- **DIRECTIONS**:
[a] In the panel piece on trading technology in Russia, when was the Moscow Exchange created, and from the merger of which exchanges?
[b] Which lines of the listing below contain the string "cushion"? Report each of them.

- **DOCUMENT SEGMENT**:

============

Trading technology in a time of market change: the Russian paradigm

Monday, 22 December 2014
Trading technology in a time of market change: the Russian paradigm EXPERT PANELLISTS Irina Glazkova, DMA sales director, Asia, Russia and CIS, Otkritie Securities Vladimir Kurlyandchik, business development director, ARQA Technologies Tom O’Brien, head of international sales, Moscow Exchange Francesca Carnevale, Editor, FTSE Global Markets


  • Irina Glazkova, DMA sales director, Asia, Russia and CIS, Otkritie Securities
  • Vladimir Kurlyandchik, business development director, ARQA Technologies
  • Tom O’Brien, head of international sales, Moscow Exchange
  • Francesca Carnevale, Editor, FTSE Global Markets


Until the end of the first quarter of this year Russia’s revitalised Moscow Exchange (backed by a burgeoning post trade infrastructure provided by the National Securities Depositary) was gaining significant traction among global investment banks and hedge funds. All eyes were on DMA.

Current woes resulting from the land-grab crisis in the Ukraine, have deflected both opinion and attention from the very real market reforms underway in the Russian market. Nonetheless, there is a steady stream of business (although at levels much lower than they were at the end of 2013) which necessitates discussion of the salient market trends.

Direct market access clearly offers advantages, such as a reduction in latency and immediate access to an exchange’s block trading function or simply to trade options. It also negates the need to maintain dedicated hardware and software. A DMA service can unlock trading features that may not previously have been available to many international investors in particular markets such as Russia. The Moscow Exchange was created in 2011 from the merger of the RTS and Micex exchanges, which previously operated separately, settled in different currencies (ruble and dollar) and specialised in different asset classes. The combined exchange is a central plank in the Russian government’s drive to turn Moscow into a major global financial centre and claim back some of its lost IPO business from London, which has emerged as a rival Russian IPO centre.

Those plans are perforce on the back foot right now, though the exchange and the NSD have been polling and networking hard both in the CIS states and Asia, where there is expected to be a substantial uptick in business going forward. Deutsche Bank’s client briefings anticipate a flurry of initiatives around tax and settlement to follow in the next few weeks. The year has not been a total write off for the Russians in terms of dealing with the West. A recent seminar held by the Moscow Exchange in London attracted over 450 attendees. Moreover, over the last 18 months, connectivity providers have raced to roll out low-latency connections to the Russian market.

In September, TMX Atrium released a set of options for trading Russia through its connection to Frankfurt’s Equinix FR2 IBX data centre and the Moscow Exchange. Meanwhile, BSO Network Solutions has its own link from London to Moscow, which it upgraded in March to achieve a roundtrip latency of 39.15 milliseconds. Through the first half of 2014, Russian brokerages in London steadily decreased the ultra-low latency data lines between London and Moscow and now must be the fastest trading connection yet built between the two cities, well below 39 milliseconds.

============

Collection entries
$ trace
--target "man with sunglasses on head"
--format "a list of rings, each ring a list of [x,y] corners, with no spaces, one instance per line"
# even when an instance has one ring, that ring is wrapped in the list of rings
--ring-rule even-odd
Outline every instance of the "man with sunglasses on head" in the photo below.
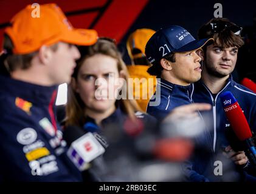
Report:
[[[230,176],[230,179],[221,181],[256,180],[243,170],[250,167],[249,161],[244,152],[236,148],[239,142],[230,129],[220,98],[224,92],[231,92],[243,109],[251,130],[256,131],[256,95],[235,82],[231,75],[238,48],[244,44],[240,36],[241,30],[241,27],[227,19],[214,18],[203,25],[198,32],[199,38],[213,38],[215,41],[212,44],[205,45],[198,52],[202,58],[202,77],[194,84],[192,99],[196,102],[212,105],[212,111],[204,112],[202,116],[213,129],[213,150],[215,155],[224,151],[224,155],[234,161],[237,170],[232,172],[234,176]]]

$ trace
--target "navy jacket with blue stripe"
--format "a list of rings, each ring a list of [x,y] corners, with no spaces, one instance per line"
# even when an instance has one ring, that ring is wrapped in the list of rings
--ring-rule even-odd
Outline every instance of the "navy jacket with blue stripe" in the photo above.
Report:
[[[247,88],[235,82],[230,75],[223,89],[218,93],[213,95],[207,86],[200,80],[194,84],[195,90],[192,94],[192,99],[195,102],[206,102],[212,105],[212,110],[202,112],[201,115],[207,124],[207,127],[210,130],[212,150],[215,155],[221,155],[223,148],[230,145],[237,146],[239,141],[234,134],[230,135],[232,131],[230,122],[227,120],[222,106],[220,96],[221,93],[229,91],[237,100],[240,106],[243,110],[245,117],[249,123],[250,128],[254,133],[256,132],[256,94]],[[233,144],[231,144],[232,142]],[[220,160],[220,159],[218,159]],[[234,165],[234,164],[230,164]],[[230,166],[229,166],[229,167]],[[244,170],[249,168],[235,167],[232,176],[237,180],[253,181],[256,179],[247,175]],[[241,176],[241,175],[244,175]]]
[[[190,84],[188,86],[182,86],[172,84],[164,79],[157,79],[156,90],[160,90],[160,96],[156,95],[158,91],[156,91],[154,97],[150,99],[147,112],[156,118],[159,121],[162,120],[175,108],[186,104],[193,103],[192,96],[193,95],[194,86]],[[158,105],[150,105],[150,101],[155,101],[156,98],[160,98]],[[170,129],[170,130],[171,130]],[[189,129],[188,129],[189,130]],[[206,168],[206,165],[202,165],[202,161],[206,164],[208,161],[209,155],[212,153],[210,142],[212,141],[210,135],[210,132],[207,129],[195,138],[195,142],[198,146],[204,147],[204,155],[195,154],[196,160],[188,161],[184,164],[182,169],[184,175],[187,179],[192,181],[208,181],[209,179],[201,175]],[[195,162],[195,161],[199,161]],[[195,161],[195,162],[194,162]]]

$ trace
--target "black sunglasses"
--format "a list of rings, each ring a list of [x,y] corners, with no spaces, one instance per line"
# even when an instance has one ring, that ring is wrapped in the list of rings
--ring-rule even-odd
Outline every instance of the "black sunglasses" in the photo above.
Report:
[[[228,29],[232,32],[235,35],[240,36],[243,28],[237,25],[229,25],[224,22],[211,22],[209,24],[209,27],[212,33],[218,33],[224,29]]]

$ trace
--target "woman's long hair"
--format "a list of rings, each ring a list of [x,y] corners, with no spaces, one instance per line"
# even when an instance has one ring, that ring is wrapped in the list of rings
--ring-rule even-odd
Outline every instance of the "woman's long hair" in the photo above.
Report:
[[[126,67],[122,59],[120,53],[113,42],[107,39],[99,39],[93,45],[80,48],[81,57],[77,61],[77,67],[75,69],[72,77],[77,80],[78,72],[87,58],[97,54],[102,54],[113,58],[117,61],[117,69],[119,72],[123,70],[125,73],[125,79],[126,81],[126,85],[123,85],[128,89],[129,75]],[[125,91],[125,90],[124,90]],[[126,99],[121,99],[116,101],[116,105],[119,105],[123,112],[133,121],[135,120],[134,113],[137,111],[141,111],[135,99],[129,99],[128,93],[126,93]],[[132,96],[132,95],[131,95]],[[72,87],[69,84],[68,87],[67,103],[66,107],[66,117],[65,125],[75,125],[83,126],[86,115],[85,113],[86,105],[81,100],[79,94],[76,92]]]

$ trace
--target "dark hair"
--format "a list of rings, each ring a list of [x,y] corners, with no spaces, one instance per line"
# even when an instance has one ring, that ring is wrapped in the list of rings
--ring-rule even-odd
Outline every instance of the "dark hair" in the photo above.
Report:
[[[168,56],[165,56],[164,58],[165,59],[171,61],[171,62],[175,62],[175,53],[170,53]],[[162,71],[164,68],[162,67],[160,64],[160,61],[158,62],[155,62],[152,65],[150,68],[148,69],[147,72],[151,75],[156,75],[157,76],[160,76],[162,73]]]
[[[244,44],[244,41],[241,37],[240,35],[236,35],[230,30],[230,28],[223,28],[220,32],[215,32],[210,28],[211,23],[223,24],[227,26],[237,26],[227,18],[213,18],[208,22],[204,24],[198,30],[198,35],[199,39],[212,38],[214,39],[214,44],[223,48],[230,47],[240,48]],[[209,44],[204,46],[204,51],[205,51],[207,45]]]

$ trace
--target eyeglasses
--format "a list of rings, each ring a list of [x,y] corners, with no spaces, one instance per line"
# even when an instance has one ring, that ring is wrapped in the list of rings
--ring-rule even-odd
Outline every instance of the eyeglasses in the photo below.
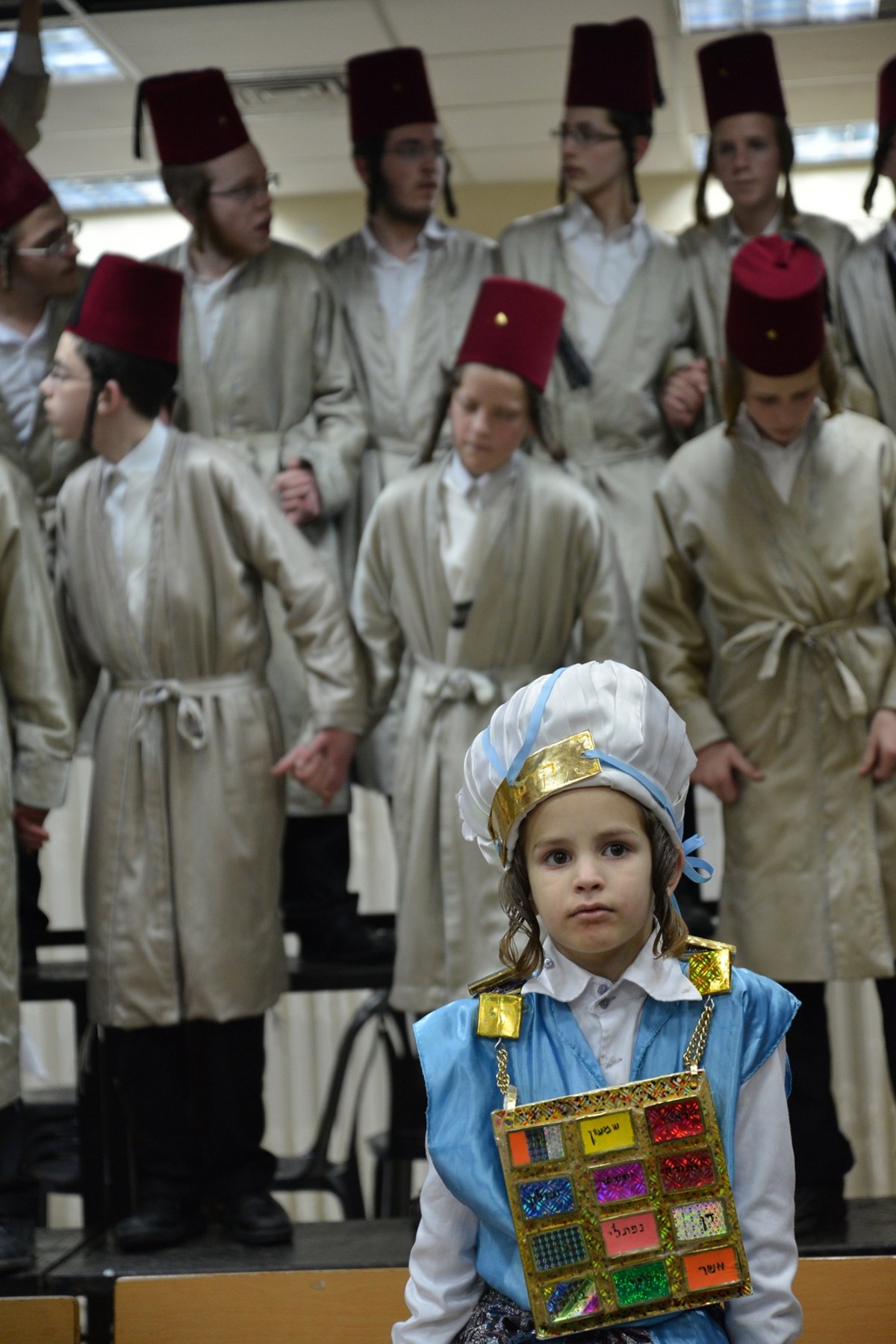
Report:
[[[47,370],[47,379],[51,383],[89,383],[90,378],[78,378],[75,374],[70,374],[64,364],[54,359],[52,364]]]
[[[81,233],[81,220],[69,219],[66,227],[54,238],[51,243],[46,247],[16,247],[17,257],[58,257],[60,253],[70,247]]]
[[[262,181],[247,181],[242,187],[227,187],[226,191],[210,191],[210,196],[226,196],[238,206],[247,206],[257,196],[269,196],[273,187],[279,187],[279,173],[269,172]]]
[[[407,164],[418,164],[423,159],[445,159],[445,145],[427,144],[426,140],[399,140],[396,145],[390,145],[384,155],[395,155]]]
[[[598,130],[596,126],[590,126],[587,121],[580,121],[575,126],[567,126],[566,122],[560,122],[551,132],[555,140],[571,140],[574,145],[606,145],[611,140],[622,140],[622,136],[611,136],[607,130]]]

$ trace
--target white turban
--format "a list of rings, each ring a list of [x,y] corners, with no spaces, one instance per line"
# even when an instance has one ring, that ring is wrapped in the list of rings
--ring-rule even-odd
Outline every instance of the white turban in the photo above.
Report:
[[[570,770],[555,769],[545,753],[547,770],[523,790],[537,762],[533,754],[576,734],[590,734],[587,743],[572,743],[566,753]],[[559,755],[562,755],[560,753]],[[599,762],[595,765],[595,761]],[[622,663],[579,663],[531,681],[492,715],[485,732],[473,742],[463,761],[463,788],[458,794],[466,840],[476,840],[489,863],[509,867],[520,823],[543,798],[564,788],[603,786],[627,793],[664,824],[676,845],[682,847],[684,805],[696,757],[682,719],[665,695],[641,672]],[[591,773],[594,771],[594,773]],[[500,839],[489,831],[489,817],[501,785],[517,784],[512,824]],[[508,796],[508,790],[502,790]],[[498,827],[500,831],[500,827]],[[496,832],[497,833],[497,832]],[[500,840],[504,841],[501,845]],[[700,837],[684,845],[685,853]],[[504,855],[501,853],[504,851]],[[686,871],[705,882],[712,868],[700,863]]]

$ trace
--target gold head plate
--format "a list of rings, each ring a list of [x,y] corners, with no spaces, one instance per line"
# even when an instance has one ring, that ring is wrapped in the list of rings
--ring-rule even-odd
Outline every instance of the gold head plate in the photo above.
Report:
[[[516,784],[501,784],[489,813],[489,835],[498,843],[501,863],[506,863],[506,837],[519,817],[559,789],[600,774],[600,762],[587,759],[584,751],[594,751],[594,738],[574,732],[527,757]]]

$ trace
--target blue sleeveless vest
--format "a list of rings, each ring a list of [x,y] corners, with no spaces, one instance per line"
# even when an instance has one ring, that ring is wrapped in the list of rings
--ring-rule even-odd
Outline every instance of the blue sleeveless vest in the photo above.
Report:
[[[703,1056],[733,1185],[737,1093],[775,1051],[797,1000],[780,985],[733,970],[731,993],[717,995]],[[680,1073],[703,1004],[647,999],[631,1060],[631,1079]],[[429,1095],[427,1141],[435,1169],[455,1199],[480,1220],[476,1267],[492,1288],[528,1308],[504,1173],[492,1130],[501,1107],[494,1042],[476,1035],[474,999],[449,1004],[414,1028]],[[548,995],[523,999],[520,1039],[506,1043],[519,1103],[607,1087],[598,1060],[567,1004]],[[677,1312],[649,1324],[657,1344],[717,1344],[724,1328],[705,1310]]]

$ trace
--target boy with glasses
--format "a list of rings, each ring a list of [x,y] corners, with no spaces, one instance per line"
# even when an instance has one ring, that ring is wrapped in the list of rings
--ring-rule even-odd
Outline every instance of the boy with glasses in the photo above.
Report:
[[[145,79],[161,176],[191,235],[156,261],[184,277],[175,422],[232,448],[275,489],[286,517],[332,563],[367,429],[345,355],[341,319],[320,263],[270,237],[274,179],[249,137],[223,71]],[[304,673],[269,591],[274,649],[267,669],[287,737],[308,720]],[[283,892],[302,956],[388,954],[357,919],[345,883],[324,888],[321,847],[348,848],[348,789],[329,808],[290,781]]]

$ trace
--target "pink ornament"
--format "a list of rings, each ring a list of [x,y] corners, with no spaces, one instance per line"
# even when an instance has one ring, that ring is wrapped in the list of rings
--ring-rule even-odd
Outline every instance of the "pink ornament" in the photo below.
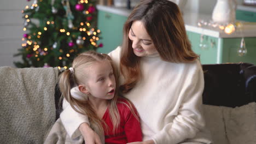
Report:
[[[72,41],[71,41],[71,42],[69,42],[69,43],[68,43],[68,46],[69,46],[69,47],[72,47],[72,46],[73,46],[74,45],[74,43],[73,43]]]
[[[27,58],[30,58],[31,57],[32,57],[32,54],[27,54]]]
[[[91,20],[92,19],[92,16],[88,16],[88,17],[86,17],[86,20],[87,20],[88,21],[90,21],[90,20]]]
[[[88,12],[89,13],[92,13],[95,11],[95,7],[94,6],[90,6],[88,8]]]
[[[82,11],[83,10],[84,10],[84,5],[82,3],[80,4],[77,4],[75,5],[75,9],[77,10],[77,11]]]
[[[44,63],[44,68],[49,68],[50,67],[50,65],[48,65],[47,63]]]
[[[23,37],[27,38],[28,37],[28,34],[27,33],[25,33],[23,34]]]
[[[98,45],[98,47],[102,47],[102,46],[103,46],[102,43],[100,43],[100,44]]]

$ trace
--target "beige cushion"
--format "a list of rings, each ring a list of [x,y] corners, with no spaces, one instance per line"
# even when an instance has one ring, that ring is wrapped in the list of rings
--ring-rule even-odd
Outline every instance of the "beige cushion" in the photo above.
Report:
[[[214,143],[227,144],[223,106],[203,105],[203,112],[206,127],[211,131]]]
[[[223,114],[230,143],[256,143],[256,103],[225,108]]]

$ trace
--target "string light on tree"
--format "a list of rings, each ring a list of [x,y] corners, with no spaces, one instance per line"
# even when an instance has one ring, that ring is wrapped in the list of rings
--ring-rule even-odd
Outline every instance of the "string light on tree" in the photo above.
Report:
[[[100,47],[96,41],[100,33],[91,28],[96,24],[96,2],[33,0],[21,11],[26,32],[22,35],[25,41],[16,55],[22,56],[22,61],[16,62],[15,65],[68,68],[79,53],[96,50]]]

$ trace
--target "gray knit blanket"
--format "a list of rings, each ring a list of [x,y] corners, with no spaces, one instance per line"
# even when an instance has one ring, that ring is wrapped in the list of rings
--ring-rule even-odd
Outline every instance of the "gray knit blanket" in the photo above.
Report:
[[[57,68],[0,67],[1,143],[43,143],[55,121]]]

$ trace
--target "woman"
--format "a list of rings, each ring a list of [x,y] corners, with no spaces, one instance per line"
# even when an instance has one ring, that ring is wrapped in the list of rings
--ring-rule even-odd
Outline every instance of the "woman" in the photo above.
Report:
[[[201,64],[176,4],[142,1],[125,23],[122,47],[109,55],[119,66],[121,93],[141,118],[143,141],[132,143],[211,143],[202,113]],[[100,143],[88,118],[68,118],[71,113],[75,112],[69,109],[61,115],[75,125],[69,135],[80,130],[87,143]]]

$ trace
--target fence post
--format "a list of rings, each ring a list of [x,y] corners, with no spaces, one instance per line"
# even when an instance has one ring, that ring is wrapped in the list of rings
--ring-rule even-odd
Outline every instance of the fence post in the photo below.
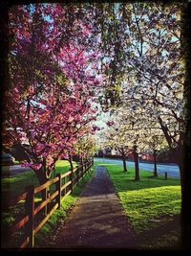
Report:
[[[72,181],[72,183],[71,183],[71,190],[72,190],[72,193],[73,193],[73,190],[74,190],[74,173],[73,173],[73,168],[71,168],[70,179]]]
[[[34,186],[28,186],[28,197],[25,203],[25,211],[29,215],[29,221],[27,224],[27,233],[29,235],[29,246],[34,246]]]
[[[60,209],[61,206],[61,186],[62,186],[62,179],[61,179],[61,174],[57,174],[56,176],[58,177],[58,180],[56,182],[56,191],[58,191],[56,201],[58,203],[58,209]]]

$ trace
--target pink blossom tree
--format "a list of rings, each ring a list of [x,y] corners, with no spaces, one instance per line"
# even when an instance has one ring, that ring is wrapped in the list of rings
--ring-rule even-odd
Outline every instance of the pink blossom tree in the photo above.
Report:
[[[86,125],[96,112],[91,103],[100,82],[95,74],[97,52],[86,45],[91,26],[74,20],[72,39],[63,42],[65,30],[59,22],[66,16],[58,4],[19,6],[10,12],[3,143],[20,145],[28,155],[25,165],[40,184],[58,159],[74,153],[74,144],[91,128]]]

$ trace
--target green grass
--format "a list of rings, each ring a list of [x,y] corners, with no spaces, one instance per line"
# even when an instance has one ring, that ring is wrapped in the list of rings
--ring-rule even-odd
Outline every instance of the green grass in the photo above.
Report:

============

- **THE ANSWERS**:
[a] It was created in 2011 from the merger of the RTS and Micex exchanges.

[b]
--target "beige cushion"
Outline every instance of the "beige cushion" in the photo above.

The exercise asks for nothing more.